§ **CONSIGNES**:
(1) Résumez plus brièvement le paragraphe du récit du métro Montmorency qui commence par « La différence était la longueur du trajet », en gardant ses faits principaux.
(2) Répondez à ces questions sur le récit du métro Montmorency :
(a) Vers quelle heure la scène se passe-t-elle ?
(b) Où le groupe d'amies passait-il autrefois le vendredi soir, et à quoi faire ?
(c) Combien de stations de métro les adolescentes avaient-elles à parcourir ?
(3) Rédigez la suite du récit du métro Montmorency à partir de sa dernière phrase.

§ **PAGE**:
Clin d'oeil
Samedi, un peu avant
dix-huit heures sur le quai du métro Montmorency, quatre
adolescentes que j'estimais être en secondaire deux ou trois,
faisaient le pied de grue en attendant le prochain train. Elle
semblaient avoir quitter la maison de A pour poursuivre leur fin de
semaine dans la maison de B. J'étais frappée par les nombreuses
différences qui se dégageaient de leur petit groupe,
particulièrement dans leurs physionomies respectives. J'avais
l'impression de voir les hormones travailler à des vitesses
différentes.
Mais surtout, je me
revoyais au même âge, faire exactement la même chose : partir
de Laval où nous avions passer le vendredi soir à écouter les
derniers vidéos que toutes filles de nos âges se devaient d'avoir
vus, pour aller terminer passer la soirée du samedi à Montréal,
chez une autre fille du groupe, souvent chez-nous, afin de se dire
que nous n'avions pas passer toute la fin de semaine en banlieue,
comme si cela aurait risquer de ternir irrémédiablement nos
réputations.
La différence était la
longueur du trajet parce que les autobus avaient la fâcheuse
habitude de faire le tour du monde pour se rendre à destination
tandis que les jeunes filles qui se trémoussaient devant moi
n'avaient que trois stations de métro à parcourir en quelque chose
comme cinq minutes. D'ailleurs, elles n'étaient pas pressées ;
elles avaient longuement hésité avant de monter dans le train,
déçues qu'elles étaient que ce ne soit pas un métro Azur. Je
pense qu'elles en avaient laissé passer quelques uns juste pour
pouvoir raconter qu'elles avaient fait un tour dans un de ces engins,
d'une manière dégagée, devant les autres élèves de l'école, le
lundi matin.

§ **DONNÉES FOURNIES**:

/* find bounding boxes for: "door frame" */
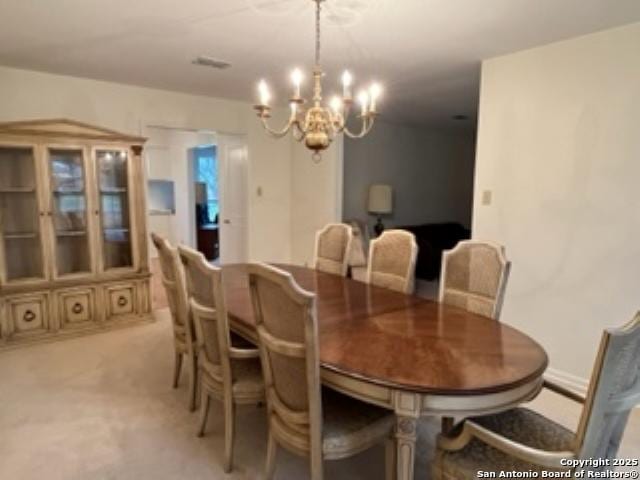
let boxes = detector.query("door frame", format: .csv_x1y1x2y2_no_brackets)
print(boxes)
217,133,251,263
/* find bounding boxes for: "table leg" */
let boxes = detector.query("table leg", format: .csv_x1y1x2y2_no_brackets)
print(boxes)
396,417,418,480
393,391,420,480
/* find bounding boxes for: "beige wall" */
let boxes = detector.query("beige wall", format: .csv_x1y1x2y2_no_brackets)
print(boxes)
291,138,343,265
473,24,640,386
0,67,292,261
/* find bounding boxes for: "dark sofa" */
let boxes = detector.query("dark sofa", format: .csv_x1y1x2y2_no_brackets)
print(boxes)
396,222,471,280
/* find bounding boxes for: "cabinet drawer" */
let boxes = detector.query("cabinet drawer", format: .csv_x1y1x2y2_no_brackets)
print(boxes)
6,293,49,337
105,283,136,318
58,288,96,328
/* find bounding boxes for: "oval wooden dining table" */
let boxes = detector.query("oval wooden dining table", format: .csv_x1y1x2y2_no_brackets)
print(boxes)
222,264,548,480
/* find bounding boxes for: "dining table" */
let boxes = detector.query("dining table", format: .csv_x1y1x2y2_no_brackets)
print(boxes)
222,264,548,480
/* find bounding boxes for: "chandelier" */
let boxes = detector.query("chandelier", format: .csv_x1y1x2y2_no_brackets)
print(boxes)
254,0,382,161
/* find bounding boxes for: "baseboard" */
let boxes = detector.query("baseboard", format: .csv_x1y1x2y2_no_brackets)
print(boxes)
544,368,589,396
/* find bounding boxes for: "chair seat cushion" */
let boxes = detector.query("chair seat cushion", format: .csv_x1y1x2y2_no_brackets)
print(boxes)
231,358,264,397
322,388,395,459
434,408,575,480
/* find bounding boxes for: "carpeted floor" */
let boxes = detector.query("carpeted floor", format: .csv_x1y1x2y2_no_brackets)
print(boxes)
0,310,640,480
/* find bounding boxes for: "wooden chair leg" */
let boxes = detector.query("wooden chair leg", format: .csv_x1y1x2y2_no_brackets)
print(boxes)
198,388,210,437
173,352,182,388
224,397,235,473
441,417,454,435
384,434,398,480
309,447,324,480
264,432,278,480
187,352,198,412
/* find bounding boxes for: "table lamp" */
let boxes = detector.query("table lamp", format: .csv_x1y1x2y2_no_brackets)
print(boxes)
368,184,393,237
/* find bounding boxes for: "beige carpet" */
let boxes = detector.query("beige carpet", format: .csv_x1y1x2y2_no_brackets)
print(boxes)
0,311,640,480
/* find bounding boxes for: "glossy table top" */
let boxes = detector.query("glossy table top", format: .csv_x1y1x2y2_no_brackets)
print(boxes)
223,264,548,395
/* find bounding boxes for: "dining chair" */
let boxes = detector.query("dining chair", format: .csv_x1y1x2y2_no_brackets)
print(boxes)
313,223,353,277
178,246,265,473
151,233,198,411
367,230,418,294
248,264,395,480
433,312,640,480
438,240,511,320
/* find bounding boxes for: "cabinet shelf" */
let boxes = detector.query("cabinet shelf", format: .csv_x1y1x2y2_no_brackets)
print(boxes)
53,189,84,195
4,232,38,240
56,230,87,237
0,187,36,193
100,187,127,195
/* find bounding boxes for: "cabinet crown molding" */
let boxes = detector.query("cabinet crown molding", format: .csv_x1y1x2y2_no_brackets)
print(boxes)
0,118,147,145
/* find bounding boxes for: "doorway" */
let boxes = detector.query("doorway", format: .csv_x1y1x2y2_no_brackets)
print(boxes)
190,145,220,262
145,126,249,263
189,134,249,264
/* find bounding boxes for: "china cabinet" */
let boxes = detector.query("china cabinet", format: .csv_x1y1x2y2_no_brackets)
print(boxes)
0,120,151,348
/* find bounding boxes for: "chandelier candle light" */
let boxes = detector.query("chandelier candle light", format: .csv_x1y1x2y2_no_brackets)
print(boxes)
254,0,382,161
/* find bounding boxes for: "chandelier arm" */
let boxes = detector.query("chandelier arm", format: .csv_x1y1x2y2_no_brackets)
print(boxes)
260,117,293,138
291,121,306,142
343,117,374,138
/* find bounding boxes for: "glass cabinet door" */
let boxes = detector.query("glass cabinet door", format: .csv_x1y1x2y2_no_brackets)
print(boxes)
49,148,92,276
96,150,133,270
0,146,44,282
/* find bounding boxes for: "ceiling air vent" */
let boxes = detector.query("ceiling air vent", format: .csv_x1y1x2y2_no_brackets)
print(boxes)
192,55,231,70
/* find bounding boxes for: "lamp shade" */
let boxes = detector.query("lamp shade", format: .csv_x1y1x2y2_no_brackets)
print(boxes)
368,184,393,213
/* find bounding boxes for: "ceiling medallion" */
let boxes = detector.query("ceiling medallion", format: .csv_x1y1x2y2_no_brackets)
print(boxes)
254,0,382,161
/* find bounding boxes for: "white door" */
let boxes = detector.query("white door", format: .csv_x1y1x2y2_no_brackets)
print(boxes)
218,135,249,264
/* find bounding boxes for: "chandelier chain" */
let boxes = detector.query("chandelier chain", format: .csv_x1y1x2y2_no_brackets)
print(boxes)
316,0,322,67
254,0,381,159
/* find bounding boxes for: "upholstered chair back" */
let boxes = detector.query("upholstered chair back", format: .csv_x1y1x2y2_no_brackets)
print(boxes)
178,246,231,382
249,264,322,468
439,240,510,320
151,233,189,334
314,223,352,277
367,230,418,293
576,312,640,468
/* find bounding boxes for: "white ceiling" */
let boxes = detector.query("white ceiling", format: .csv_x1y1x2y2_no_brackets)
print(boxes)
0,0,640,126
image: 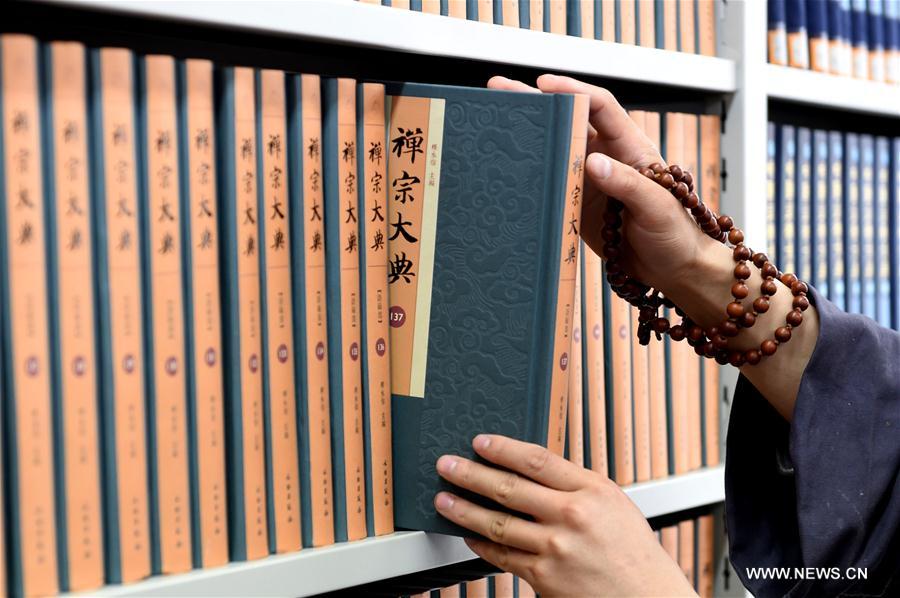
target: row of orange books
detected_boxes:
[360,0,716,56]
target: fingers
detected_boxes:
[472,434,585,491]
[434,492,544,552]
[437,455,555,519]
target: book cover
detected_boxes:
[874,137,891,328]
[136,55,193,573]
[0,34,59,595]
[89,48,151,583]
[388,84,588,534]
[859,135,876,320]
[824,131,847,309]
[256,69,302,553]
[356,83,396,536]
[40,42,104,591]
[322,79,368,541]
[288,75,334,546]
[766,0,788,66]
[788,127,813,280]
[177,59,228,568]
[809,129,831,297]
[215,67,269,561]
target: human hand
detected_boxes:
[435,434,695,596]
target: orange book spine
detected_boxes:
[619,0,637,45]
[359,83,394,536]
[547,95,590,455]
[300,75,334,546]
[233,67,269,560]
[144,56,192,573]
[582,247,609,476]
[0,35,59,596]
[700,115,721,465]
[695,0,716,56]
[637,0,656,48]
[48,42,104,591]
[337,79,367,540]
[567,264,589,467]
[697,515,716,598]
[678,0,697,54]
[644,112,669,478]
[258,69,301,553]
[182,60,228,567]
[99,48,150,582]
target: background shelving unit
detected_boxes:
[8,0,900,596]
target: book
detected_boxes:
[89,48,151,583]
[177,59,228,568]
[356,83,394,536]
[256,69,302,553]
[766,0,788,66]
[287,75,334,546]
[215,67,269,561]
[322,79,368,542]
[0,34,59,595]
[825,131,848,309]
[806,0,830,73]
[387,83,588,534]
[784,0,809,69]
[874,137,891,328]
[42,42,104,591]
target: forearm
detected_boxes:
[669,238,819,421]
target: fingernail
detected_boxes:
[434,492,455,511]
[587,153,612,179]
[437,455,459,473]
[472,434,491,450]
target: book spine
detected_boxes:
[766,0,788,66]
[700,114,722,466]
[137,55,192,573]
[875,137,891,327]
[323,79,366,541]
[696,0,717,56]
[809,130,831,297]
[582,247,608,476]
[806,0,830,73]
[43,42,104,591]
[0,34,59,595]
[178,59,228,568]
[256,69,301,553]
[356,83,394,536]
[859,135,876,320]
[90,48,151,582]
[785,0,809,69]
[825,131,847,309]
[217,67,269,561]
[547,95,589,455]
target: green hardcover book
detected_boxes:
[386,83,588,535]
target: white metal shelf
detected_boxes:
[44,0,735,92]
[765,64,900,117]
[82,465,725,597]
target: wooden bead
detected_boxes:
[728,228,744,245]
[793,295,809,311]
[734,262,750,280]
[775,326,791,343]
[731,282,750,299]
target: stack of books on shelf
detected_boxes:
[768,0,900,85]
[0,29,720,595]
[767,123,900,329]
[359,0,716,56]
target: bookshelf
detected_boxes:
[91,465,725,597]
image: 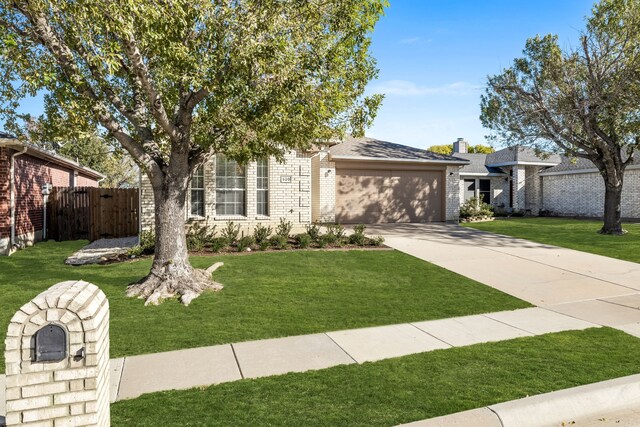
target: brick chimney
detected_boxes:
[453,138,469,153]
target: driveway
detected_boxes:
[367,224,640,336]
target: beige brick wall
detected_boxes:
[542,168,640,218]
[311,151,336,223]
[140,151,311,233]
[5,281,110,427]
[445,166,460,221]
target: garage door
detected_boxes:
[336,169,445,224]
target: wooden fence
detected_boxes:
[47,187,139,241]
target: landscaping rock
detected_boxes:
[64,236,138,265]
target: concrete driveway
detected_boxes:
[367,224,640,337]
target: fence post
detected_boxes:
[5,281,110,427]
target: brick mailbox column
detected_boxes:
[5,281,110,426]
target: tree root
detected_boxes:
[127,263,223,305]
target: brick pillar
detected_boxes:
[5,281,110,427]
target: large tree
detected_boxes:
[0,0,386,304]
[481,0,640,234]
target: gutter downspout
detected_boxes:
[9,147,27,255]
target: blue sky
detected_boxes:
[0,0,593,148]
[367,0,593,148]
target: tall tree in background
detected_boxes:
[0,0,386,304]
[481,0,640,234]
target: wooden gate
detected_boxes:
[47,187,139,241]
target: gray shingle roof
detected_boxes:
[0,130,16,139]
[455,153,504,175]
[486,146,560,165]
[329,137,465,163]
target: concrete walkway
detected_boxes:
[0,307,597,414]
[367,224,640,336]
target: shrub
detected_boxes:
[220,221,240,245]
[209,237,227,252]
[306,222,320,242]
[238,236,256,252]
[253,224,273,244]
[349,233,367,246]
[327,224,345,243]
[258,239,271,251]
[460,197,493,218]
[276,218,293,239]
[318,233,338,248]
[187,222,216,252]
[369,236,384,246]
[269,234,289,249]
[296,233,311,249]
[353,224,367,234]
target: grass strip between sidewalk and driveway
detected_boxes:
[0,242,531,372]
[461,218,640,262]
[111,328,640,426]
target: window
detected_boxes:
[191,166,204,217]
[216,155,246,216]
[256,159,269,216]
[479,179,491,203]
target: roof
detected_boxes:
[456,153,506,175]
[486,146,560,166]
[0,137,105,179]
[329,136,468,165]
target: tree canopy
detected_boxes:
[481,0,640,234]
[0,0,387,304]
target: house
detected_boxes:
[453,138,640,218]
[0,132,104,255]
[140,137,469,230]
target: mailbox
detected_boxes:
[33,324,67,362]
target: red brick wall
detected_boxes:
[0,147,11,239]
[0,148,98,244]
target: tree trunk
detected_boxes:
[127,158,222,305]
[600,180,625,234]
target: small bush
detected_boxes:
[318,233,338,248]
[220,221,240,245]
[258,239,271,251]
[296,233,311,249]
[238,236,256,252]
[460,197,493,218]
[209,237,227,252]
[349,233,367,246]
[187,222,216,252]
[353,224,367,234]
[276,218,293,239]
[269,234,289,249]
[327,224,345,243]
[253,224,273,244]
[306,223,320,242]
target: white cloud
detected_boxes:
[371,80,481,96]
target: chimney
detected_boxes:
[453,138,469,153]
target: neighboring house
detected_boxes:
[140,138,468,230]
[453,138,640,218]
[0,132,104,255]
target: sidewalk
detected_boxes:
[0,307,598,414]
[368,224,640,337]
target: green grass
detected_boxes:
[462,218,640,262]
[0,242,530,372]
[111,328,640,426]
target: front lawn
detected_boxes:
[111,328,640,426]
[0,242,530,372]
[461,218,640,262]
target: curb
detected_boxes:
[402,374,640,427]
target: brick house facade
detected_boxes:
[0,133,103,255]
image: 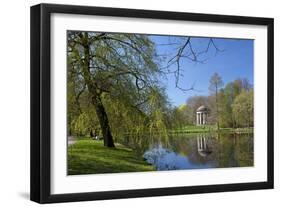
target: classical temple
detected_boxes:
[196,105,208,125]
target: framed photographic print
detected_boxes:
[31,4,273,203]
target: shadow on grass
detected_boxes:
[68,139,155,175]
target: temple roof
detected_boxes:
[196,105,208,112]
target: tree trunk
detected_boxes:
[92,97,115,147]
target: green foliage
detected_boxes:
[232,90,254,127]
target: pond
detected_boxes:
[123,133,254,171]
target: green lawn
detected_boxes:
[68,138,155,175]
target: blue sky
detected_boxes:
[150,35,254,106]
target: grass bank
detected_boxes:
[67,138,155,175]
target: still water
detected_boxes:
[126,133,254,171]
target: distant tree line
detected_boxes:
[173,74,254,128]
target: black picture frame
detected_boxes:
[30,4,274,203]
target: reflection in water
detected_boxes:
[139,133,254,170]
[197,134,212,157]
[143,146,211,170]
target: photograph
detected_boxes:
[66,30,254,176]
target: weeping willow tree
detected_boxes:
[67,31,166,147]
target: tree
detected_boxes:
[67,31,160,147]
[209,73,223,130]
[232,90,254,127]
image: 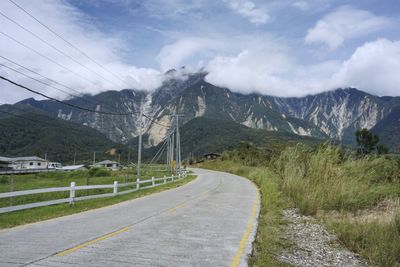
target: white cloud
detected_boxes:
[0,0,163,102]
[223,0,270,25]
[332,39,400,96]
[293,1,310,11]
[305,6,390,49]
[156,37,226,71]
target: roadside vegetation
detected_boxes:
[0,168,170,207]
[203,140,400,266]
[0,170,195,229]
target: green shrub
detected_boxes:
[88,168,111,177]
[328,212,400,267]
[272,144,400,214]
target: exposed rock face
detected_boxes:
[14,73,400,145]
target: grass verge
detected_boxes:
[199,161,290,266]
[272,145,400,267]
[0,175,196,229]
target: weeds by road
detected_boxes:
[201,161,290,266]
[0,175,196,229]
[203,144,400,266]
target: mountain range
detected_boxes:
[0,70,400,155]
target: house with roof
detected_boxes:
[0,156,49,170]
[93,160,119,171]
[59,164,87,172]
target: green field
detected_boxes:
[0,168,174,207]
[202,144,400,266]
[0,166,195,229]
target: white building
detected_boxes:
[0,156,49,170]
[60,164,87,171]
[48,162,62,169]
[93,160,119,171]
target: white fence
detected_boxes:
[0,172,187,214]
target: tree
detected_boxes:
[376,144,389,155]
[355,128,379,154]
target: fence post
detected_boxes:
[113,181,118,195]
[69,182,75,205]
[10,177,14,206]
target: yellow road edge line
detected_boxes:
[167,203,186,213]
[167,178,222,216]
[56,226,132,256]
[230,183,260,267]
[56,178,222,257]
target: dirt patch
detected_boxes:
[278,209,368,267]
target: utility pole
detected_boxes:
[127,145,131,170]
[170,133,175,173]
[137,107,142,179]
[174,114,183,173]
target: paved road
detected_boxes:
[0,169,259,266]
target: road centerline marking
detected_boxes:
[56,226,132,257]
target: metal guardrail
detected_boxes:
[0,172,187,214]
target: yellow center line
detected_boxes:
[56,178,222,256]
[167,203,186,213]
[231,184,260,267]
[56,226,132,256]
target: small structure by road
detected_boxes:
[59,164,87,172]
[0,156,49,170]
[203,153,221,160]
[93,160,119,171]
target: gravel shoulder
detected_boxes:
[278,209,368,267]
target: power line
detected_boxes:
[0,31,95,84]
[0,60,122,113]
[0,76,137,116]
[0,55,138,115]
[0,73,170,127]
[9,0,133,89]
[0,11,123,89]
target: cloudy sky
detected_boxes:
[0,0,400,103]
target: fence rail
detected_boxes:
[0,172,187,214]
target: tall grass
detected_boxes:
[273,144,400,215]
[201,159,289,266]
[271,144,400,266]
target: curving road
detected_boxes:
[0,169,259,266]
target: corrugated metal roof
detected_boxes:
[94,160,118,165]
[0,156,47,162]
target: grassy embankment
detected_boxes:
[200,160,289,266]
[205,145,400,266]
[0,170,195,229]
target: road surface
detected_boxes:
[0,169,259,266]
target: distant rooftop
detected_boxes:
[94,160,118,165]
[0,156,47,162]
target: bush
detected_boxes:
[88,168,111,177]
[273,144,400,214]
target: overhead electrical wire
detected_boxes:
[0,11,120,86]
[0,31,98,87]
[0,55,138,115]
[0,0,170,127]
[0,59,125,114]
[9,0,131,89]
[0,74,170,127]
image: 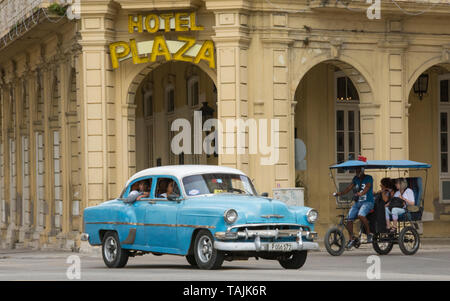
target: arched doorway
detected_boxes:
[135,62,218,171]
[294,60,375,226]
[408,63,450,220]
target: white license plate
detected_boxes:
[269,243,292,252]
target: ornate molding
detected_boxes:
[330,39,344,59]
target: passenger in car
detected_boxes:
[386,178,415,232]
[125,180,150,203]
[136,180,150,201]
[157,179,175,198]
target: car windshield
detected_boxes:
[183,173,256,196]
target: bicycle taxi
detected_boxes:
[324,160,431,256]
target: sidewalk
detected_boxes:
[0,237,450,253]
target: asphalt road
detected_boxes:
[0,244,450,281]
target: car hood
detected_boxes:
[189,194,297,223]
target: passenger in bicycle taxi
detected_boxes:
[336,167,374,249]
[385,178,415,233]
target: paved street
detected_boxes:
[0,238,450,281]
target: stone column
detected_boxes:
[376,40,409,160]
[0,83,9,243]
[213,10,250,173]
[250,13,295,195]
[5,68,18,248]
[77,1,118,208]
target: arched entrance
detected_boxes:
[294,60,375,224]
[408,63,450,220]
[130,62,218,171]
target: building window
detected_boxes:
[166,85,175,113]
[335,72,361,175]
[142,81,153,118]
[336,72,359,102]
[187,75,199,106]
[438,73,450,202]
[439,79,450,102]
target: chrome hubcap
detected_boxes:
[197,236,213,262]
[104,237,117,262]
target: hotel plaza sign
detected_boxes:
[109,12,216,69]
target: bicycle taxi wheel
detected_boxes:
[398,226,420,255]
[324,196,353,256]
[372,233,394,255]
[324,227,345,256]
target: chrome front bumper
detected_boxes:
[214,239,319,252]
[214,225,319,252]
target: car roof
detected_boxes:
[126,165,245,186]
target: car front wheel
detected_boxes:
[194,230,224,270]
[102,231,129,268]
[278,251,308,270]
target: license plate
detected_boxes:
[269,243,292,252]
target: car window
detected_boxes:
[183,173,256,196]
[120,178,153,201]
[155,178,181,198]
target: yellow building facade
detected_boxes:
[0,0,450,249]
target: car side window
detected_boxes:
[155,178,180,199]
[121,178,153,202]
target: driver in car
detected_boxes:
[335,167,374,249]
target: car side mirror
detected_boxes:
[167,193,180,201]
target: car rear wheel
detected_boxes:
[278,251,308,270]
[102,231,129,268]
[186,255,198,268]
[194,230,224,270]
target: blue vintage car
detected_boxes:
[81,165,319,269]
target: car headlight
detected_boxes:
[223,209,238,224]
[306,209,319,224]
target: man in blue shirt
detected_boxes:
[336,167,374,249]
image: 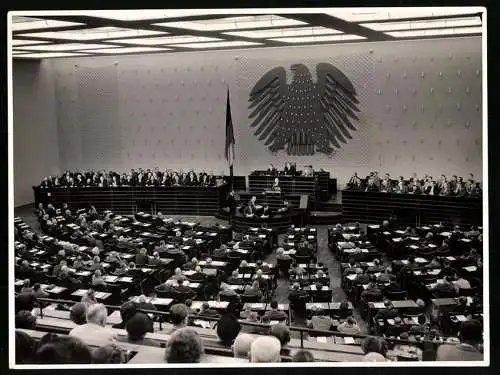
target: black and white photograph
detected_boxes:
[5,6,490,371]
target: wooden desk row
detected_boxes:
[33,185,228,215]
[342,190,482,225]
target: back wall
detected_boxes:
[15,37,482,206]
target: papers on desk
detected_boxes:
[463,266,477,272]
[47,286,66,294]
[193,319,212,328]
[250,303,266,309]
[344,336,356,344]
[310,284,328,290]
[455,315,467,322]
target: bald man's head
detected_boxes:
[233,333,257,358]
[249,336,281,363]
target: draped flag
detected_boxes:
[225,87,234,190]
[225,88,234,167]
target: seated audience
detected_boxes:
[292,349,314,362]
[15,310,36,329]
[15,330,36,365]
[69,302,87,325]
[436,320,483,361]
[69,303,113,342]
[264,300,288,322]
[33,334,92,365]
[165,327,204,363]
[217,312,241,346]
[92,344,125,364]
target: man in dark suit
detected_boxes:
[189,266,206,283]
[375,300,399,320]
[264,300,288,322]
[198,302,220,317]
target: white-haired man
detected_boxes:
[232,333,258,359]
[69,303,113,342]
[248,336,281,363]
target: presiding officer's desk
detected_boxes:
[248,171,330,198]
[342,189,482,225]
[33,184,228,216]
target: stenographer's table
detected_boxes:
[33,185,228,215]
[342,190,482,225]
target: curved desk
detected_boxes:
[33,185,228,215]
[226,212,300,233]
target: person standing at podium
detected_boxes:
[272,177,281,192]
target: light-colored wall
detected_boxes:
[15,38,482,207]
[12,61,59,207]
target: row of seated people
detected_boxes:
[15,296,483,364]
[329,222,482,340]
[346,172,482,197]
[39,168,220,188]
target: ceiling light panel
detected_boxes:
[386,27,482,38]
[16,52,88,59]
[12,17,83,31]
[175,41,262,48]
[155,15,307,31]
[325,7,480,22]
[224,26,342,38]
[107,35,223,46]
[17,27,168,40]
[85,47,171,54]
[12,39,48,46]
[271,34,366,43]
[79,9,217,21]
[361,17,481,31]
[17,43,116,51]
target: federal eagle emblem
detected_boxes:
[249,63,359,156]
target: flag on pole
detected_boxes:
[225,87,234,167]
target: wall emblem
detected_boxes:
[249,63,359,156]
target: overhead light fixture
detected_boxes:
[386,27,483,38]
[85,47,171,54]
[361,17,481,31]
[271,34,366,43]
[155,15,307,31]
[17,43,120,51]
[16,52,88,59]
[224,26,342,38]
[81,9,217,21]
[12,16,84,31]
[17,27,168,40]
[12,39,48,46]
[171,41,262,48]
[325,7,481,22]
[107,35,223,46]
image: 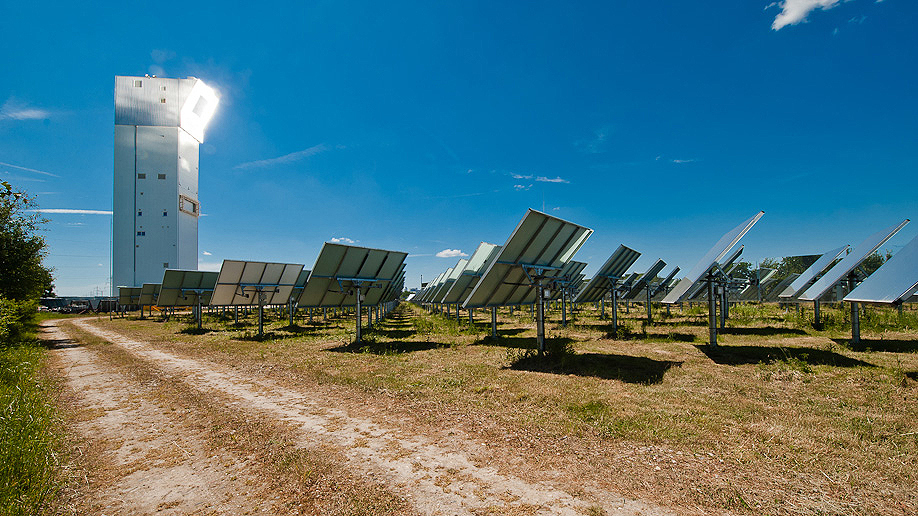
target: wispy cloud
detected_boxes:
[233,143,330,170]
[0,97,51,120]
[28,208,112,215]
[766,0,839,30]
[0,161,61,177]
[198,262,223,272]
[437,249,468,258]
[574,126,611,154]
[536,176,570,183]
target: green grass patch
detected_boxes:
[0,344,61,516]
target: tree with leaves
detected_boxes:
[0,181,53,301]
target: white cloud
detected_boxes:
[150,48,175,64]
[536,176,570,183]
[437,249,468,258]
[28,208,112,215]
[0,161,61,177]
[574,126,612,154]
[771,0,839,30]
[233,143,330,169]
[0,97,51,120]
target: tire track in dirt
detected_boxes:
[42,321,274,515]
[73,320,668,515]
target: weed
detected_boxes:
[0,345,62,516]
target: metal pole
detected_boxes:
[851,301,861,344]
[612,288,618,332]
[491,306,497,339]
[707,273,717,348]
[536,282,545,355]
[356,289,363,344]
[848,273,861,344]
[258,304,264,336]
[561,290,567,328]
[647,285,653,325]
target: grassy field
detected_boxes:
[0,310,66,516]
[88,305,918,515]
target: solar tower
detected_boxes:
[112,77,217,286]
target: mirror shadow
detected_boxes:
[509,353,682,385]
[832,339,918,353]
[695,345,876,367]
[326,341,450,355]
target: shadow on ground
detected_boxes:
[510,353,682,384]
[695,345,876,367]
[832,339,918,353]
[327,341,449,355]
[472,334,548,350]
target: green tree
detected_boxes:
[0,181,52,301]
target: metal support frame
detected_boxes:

§ **RÉPONSES ATTENDUES**:
(1) Seul le trajet différait : autrefois, les autobus faisaient de longs détours, alors que ces jeunes filles n'avaient que trois stations de métro à parcourir, en environ cinq minutes. Elles n'étaient d'ailleurs pas pressées et ont longtemps hésité avant de monter, déçues que ce ne soit pas un métro Azur. Selon le récit, elles en ont sans doute laissé passer quelques-uns pour pouvoir raconter aux autres élèves, le lundi matin, qu'elles avaient fait un tour dans un de ces engins.

(2)
(a) Un peu avant dix-huit heures, un samedi.
(b) À Laval, à écouter les derniers vidéos que toutes les filles de leur âge se devaient d'avoir vus.
(c) Trois stations.

(3)
Quand elles avaient fini
par se précipiter dans le wagon que j'occupais, juste avant que les
portes ne se ferment, mes souvenirs d'adolescence s'étaient à
nouveaux mis à danser devant mes yeux. Parce qu'il n'y avait aucune
espèce de forme d'égalité dans leurs relations : je pouvais
dire qui étaient la leader, qui la seconde, qui la troisième et qui
la faire valoir. J'avais occupé beaucoup de ces rôles à mon
époque, rarement, sinon jamais celui de leader cependant. J'ai
d'ailleurs appris, il n'y a pas longtemps, qu'un de mes professeurs
avait dit à mes parents que je n'avais pas beaucoup l'attitude d'un
enfant aîné. Si cela voulait dire d'amener tout le monde à me
suivre, en effet, je ne l'avais pas du tout. Je préférais de loin
jouer les seconds violons, le leadership, je l'ai développé plus
tard.
Je ne fais pas toujours
exprès de porter une oreille attentive aux discussions qui
m'entourent, dans ce cas précis, j'étais au cœur de leur tempête
adolescente. Qui ressemblait en tous points à celles de la mienne.
Leurs discussions portaient sur les gars de l'école, des filles qui
n'étaient pas leurs amies, des profs qui étaient plus ou moins cool
et des films qu'elles écouteraient une fois rendues à destination.
Le plus ironique dans
tout cela, c'est que je me suis aperçue qu'elles fréquentaient
exactement la même école que moi à leur âge, quand je passais mes
fins de semaines entre Laval et Montréal.
Comme si la vie voulait
me donner une preuve qu'elle change sans cesse tout en restant
immuablement la même.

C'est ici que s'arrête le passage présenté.